SET TASK =
Write out the whole listing again, exactly as given.

━━━━━━━━━━

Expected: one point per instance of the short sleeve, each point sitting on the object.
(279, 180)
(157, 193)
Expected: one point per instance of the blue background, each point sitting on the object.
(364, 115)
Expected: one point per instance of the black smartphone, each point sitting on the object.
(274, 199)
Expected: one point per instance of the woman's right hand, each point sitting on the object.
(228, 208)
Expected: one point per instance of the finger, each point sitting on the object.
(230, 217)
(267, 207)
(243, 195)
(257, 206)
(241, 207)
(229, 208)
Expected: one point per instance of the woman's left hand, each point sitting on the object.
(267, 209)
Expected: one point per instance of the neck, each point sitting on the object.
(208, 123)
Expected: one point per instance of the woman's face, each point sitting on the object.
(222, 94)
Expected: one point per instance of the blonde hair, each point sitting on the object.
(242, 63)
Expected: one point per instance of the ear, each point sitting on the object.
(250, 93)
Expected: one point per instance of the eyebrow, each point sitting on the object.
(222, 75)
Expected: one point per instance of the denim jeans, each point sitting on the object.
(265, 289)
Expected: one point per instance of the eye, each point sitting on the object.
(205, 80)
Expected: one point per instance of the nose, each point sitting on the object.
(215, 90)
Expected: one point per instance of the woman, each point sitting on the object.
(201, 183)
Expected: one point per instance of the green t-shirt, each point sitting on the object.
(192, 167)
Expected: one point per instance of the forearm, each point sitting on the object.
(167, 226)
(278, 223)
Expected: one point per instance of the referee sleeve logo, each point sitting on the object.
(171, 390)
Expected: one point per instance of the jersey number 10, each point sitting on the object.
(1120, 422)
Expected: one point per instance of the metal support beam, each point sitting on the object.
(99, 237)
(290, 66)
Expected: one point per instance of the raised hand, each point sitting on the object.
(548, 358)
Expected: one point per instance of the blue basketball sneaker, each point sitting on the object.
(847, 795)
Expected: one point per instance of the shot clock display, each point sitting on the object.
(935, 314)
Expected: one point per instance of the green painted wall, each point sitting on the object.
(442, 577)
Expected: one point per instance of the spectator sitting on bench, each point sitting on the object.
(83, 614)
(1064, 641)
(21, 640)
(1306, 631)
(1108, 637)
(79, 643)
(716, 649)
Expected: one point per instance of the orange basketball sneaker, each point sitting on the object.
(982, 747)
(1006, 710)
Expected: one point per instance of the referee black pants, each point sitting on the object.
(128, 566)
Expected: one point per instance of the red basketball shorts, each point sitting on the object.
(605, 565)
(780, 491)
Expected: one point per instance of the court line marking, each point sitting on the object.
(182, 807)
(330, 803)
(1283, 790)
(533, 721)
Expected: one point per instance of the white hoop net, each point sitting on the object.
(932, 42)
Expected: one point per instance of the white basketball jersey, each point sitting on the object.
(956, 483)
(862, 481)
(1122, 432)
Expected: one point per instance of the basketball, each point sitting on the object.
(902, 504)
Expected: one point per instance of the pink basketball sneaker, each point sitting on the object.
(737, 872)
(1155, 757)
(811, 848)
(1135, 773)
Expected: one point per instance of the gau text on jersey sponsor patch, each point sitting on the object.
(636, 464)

━━━━━━━━━━

RESPONSE TO THIS TASK =
Expected: one point per instance of the short sleeve, each point sitting on the object.
(279, 180)
(157, 193)
Expected: one point per instance of the blue background, each point sitting on the object.
(364, 115)
Expected: one point per instance of the black smartphone, each point sitting on the object.
(274, 199)
Expected: one point per instance of the woman's right hand, each point sitting on the object.
(228, 208)
Expected: one point per instance of the finger, each point sitting on the object.
(230, 217)
(267, 207)
(243, 195)
(257, 206)
(241, 207)
(229, 208)
Expected: one point per instance of the woman's left hand, each point sitting on the object.
(267, 209)
Expected: one point per instance of the neck, each point sitting on the object.
(208, 123)
Expected: one point per instance of the woman's face, each point sitting on the object.
(222, 94)
Expected: one point per instance of the blonde hair, each point sitting on the object.
(242, 63)
Expected: one point per instance of the ear, each point sitting on the object.
(250, 93)
Expected: one point per instance of the eyebrow, each point sitting on the object.
(222, 75)
Expected: one point per instance of the denim jeans, each point sitting on the object.
(265, 289)
Expected: one point per instance of the eye, each point sitting on the object.
(205, 80)
Expected: one point per instance of the nose, each point sitting on the object.
(215, 90)
Expected: one point per instance of the woman, each point sitting on the object.
(201, 183)
Expected: one point per instance of the green t-shirt, each point sitting on the object.
(192, 167)
Expected: one point per instance of the forearm, each point sitting on the object.
(167, 226)
(278, 223)
Expected: one point per instance of the referee sleeve logo, each point sitting on the object.
(171, 390)
Expected: one point per instance of the jersey number 10, each point sitting on the object.
(1120, 422)
Expected: one point per instance of the metal support beam, each point sitting on the object.
(99, 237)
(290, 66)
Expected: one point per instance of the raised hand, each point sitting on the object.
(548, 358)
Expected: one point per instance of the blue basketball sneaker, each point sitting on the object.
(847, 795)
Expected: one point per instance of the shot clock display, each point sitting on the object.
(935, 314)
Expected: one point per instance of the green painted wall, each point sitting on the object.
(442, 577)
Expected: one point per instance of the spectator sitting on bench, each point sitting on the object.
(83, 614)
(1064, 641)
(21, 640)
(1306, 631)
(1108, 637)
(79, 643)
(716, 649)
Expected: one point per instance of the orange basketball sneaker, each point sitting on the object.
(982, 747)
(1006, 710)
Expected: one point per instance of the referee black pants, each point sitting on the object.
(128, 566)
Expected: one point per instance of the red basketball shorts, each point sitting on the object.
(605, 565)
(780, 491)
Expected: one point per instance of the court line marking, each point sitting on the object.
(182, 807)
(330, 803)
(1283, 790)
(533, 721)
Expected: one point per instance of the white hoop net, each point sitting on the object.
(932, 42)
Expected: one point per instance of the white basketball jersey, each point sitting on the object.
(956, 483)
(862, 481)
(1122, 432)
Expected: one point per instance of the basketball, each point sitting on the object.
(902, 504)
Expected: one point per instance of the pink basketball sneaker, each point sitting on the object.
(737, 872)
(1155, 757)
(811, 848)
(1135, 773)
Expected: one point per instance of the gau text on jersey sponsor patch, each point sitting on the object.
(636, 464)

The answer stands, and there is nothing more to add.